### GIVEN INFORMATION
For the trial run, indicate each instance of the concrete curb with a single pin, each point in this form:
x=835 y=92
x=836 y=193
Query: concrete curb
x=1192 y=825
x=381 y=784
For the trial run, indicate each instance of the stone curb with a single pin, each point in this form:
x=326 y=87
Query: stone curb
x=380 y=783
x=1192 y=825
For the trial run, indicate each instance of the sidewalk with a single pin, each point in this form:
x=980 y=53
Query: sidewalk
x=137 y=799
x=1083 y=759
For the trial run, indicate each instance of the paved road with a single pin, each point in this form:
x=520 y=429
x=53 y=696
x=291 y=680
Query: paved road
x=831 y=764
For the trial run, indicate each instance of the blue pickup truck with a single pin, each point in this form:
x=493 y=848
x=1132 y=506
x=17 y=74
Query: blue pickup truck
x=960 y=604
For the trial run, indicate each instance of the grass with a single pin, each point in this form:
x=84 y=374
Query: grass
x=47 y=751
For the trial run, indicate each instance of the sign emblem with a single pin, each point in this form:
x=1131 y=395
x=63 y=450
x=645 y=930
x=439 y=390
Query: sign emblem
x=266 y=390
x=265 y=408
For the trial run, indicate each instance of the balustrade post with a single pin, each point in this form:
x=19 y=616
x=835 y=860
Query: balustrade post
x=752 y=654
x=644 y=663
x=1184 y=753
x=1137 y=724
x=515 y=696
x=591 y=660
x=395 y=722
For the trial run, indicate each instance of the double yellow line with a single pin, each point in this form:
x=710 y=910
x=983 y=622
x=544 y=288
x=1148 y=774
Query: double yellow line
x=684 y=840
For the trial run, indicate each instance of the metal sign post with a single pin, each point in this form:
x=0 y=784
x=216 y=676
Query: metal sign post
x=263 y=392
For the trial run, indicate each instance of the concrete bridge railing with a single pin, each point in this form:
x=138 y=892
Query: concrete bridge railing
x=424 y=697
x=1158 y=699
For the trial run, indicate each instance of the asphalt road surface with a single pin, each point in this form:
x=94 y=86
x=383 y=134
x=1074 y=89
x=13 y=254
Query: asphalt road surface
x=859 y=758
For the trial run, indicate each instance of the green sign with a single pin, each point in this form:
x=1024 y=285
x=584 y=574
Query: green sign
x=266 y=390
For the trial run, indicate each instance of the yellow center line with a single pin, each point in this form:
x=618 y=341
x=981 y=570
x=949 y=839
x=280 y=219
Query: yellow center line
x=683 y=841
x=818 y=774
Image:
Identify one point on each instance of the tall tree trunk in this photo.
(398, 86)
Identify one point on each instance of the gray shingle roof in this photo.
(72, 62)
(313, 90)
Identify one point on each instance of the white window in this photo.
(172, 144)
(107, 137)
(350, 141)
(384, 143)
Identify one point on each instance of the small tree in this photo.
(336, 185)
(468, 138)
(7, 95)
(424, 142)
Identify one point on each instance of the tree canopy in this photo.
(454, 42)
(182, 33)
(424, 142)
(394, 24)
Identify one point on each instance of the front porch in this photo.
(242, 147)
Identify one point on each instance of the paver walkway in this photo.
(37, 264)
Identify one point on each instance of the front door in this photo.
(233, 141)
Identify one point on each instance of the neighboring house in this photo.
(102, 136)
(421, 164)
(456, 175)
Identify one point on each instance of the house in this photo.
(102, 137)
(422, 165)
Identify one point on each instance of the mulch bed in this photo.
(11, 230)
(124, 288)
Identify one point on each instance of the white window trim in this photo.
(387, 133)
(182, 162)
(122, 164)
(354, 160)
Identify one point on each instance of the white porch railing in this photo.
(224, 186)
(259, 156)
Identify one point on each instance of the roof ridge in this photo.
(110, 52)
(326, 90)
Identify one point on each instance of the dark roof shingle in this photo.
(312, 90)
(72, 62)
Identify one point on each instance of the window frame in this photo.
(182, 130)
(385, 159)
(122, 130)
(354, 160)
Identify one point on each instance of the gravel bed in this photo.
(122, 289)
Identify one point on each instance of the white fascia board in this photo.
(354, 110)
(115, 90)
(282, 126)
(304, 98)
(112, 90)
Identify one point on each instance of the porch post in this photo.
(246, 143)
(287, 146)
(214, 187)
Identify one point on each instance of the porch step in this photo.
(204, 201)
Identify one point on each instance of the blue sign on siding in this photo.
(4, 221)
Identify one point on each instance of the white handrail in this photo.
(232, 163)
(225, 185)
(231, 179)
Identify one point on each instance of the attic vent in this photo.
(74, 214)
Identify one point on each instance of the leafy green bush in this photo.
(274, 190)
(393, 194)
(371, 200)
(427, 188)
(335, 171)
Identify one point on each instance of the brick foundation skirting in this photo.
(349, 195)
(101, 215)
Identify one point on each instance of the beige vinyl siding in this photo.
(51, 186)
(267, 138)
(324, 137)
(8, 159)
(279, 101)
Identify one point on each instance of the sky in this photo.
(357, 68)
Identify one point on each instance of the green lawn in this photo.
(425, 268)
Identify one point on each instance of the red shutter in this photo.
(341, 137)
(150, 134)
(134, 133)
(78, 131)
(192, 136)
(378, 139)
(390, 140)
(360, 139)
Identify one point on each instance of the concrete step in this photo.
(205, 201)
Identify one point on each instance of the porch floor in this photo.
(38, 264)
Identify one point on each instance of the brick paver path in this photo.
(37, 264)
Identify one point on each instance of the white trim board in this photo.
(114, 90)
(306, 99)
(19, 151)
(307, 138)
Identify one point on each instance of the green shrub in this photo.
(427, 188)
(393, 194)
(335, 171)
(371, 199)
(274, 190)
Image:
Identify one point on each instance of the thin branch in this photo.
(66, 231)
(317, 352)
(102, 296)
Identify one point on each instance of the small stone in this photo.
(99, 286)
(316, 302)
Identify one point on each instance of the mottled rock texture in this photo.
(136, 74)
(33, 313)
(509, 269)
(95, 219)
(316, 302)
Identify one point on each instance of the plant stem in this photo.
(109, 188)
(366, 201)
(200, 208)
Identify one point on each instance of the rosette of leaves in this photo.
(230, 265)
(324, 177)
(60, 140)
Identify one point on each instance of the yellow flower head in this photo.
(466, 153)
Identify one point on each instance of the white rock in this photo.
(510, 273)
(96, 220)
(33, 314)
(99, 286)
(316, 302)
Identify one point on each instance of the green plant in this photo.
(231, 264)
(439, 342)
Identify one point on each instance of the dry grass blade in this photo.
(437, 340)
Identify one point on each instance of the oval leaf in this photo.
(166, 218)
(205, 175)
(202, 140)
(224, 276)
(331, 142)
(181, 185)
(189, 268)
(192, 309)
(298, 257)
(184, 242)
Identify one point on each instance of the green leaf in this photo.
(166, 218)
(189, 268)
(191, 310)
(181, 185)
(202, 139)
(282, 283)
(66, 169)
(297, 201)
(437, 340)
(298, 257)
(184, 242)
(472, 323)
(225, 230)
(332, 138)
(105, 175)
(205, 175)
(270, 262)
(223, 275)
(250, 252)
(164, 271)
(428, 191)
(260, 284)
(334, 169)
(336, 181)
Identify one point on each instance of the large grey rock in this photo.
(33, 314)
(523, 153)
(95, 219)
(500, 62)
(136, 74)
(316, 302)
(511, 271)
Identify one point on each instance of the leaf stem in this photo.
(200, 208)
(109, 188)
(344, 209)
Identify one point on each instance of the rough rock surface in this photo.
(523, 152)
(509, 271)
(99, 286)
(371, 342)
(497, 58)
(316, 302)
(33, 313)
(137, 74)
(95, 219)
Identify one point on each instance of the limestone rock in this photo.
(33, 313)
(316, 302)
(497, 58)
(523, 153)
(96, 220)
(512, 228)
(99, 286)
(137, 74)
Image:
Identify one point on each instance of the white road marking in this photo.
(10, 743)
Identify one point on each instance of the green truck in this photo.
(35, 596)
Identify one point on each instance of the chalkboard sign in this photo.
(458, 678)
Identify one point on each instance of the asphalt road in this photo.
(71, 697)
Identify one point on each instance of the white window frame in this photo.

### ASSIGNED TASK
Please quote the data above in full, with no line missing.

### RESPONSE TO THE TASK
For the trial run, indicate each instance of the concrete curb with a single pin, each point in this form:
x=835 y=92
x=836 y=193
Query: concrete curb
x=1192 y=825
x=381 y=784
For the trial run, indicate each instance of the stone curb with a single pin, each point in this form:
x=326 y=87
Query: stone curb
x=380 y=783
x=1192 y=825
For the trial run, indicate each instance of the sidewalk with a single pin, each point in this form:
x=980 y=53
Query: sidewalk
x=137 y=799
x=1083 y=759
For the trial run, indicate each instance of the paved road with a single pin, each point in this form:
x=520 y=429
x=53 y=696
x=291 y=680
Query: paved road
x=831 y=764
For the trial run, indicate each instance of the blue pickup truck with a single pin, each point in this form:
x=493 y=848
x=1132 y=506
x=17 y=74
Query: blue pickup truck
x=960 y=604
For the trial run, indicate each instance of the grass with a single pin, each point in this form:
x=84 y=374
Query: grass
x=47 y=751
For the trial run, indicate each instance of the sign emblem with a single pin, each point in this form:
x=1131 y=395
x=63 y=450
x=645 y=930
x=439 y=390
Query: sign emblem
x=266 y=390
x=265 y=408
For the trial run, indicate each instance of the balustrade post with a single pin, each point in this form:
x=19 y=616
x=835 y=860
Query: balustrade post
x=752 y=654
x=644 y=663
x=1184 y=753
x=1137 y=724
x=515 y=696
x=591 y=660
x=395 y=722
For the trial run, indicate each instance of the double yellow line with a single pin, each point in this form:
x=710 y=910
x=983 y=622
x=544 y=288
x=1148 y=774
Query: double yellow line
x=684 y=840
For the trial run, indicate each instance of the metal sign post with a single pin, each point in this form:
x=0 y=784
x=216 y=676
Query: metal sign post
x=263 y=392
For the trial run, indicate each instance of the concrete bridge railing with a single pin, each point in this form:
x=138 y=892
Query: concrete bridge railing
x=424 y=697
x=1158 y=699
For the trial run, indicate each instance of the asphalt road surface with a single pin, each point in this form:
x=94 y=86
x=383 y=134
x=1074 y=89
x=13 y=254
Query: asphalt road surface
x=859 y=758
For the trial run, indicate each instance of the green sign with a single pin, each point in this form:
x=1024 y=285
x=584 y=574
Query: green sign
x=266 y=390
For the trial run, indicate each instance of the yellow center line with a single pin, each point in this form:
x=618 y=341
x=981 y=570
x=949 y=839
x=280 y=219
Query: yellow center line
x=683 y=841
x=818 y=774
Image:
Identify one point on each instance of the tall tree trunk in this photo.
(398, 86)
Identify one point on each instance of the gray shingle roof in this photo.
(72, 62)
(313, 90)
Identify one point on each instance of the white window in this photo.
(172, 144)
(107, 137)
(350, 141)
(384, 143)
Identify one point on each instance of the small tree in this photo.
(336, 185)
(468, 138)
(7, 95)
(424, 142)
Identify one point on each instance of the tree canopy in this photo.
(454, 42)
(182, 33)
(424, 142)
(394, 24)
Identify one point on each instance of the front porch in this photo.
(242, 147)
Identify one point on each instance of the paver walkway in this photo.
(37, 264)
Identify one point on each instance of the front door in this photo.
(233, 141)
Identify one point on each instance of the neighboring house in this photo.
(102, 136)
(421, 164)
(456, 175)
Identify one point on each instance of the house in this photo.
(102, 137)
(422, 165)
Identify one point on each instance of the mulch bed in this photo.
(11, 230)
(124, 288)
Identify one point on each instance of the white window trim in this photo.
(387, 133)
(182, 162)
(122, 164)
(354, 160)
Identify one point on each instance of the white porch railing in this photo.
(224, 186)
(259, 156)
Identify one point on each instance of the roof ridge in this photo.
(110, 52)
(326, 90)
Identify one point on each instance of the dark roof shingle in this photo.
(312, 90)
(72, 62)
Identify one point on each instance of the window frame in this photo.
(182, 130)
(385, 159)
(122, 130)
(354, 160)
Identify one point on each instance of the gravel bed in this photo.
(122, 289)
Identify one point on each instance of the white fascia board in this photo.
(354, 110)
(115, 90)
(282, 126)
(304, 98)
(112, 90)
Identify one point on each instance of the porch post in this photo.
(246, 143)
(287, 146)
(214, 187)
Identify one point on each instance of the porch step in this photo.
(204, 201)
Identify one point on each instance of the blue sign on siding in this photo.
(4, 221)
Identify one point on each instance of the white handrail in this photo.
(232, 163)
(225, 185)
(231, 179)
Identify one point on each instance of the attic vent in this photo.
(74, 214)
Identify one point on each instance of the leafy green bush in this photo.
(274, 190)
(393, 194)
(371, 200)
(427, 188)
(335, 171)
Identify one point on each instance of the brick foundation skirting in this photo.
(349, 195)
(101, 215)
Identify one point on each instance of the beige vinyl siding in this photo.
(51, 186)
(267, 138)
(324, 137)
(8, 159)
(279, 101)
Identify one point on each instance of the sky in this photo.
(357, 68)
Identify one point on each instance of the green lawn in this photo.
(425, 268)
Identify one point on each instance of the red shutter in this photo.
(341, 137)
(150, 134)
(134, 133)
(78, 131)
(192, 136)
(378, 139)
(390, 140)
(360, 139)
Identify one point on each instance of the concrete step in this photo.
(205, 201)
Identify one point on each instance of the porch floor in this photo.
(38, 264)
Identify one point on each instance of the brick paver path in this photo.
(37, 264)
Identify one point on each instance of the white trim board in this photo.
(114, 90)
(306, 99)
(19, 151)
(307, 138)
Identify one point on each instance of the green shrub in this photo.
(427, 188)
(393, 194)
(335, 171)
(371, 199)
(274, 190)
Image:
Identify one point on each instance of the thin branch in this photo.
(66, 231)
(317, 352)
(102, 296)
Identify one point on each instance of the small stone in this photo.
(99, 286)
(316, 302)
Identify one point on each instance of the mottled rock texture in this photo.
(136, 74)
(33, 313)
(509, 269)
(95, 219)
(316, 302)
Identify one point on each instance of the plant stem in this photo.
(109, 188)
(366, 201)
(200, 208)
Identify one point on each instance of the rosette of leaves in this photo.
(230, 265)
(324, 177)
(60, 140)
Identify one point on each instance of the yellow flower head in this photo.
(466, 153)
Identify one point on each instance of the white rock in this photo.
(510, 273)
(96, 220)
(33, 314)
(99, 286)
(316, 302)
Identify one point on each instance of the green plant in this photo.
(231, 264)
(439, 342)
Identify one point on each instance of the dry grass blade in this photo.
(437, 340)
Identify one point on each instance of the oval leaf in this photo.
(166, 218)
(205, 175)
(202, 140)
(224, 276)
(331, 142)
(181, 185)
(189, 268)
(192, 309)
(298, 257)
(184, 242)
Identify one point on each instance of the green leaf in this photo.
(166, 218)
(189, 268)
(191, 310)
(181, 185)
(202, 139)
(282, 283)
(66, 169)
(297, 201)
(437, 340)
(298, 257)
(184, 242)
(472, 323)
(225, 230)
(332, 138)
(105, 175)
(205, 175)
(270, 262)
(223, 275)
(250, 252)
(164, 271)
(428, 191)
(260, 284)
(334, 169)
(336, 181)
Identify one point on each instance of the large grey rock in this photo.
(33, 314)
(523, 153)
(95, 219)
(500, 62)
(136, 74)
(316, 302)
(511, 271)
Identify one point on each instance of the leaf stem in this photo.
(200, 208)
(109, 188)
(344, 209)
Identify one point on each instance of the rough rock surface in this photo.
(523, 152)
(509, 271)
(99, 286)
(371, 342)
(497, 58)
(316, 302)
(33, 313)
(137, 74)
(95, 219)
Identify one point on each instance of the limestone rock in this photo.
(33, 313)
(316, 302)
(497, 58)
(523, 153)
(96, 220)
(512, 228)
(99, 286)
(137, 74)
Image:
Identify one point on each instance of the white road marking in this photo.
(10, 743)
Identify one point on each instance of the green truck in this photo.
(35, 596)
Identify one point on each instance of the chalkboard sign in this photo.
(458, 678)
Identify one point on each instance of the asphalt road in this photo.
(71, 697)
Identify one point on each instance of the white window frame in this photo.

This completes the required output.